• Problem
Using the listing below, retype the line bearing "the gold picture" and each line after it, word for word, and nothing further.

************

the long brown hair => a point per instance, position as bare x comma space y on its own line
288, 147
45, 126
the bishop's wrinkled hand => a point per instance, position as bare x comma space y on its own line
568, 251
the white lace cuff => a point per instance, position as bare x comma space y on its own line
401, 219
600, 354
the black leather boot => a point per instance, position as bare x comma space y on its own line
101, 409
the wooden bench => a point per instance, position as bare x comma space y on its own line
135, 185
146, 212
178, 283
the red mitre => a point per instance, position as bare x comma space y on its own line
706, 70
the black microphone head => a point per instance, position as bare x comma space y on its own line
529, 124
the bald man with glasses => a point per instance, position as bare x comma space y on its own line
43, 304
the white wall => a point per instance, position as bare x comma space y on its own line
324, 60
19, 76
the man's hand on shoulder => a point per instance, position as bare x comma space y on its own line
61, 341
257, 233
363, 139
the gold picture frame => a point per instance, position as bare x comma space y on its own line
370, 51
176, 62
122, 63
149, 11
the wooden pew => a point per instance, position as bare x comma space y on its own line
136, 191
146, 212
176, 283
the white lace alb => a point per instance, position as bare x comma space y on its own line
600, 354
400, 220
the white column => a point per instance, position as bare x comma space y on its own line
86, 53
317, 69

************

• Solution to this task
the gold picture frame => a point per instance, position as bare x comma space y on its own line
370, 51
176, 62
122, 63
149, 11
the wooden pew => a point per instance, position as bare x comma space y on its own line
136, 191
146, 212
176, 283
the white lace alb => a point per instance, position as bare x comma space y on its own line
600, 354
400, 220
the white column => a point per instance, position as bare x comma space y on its own line
86, 53
317, 69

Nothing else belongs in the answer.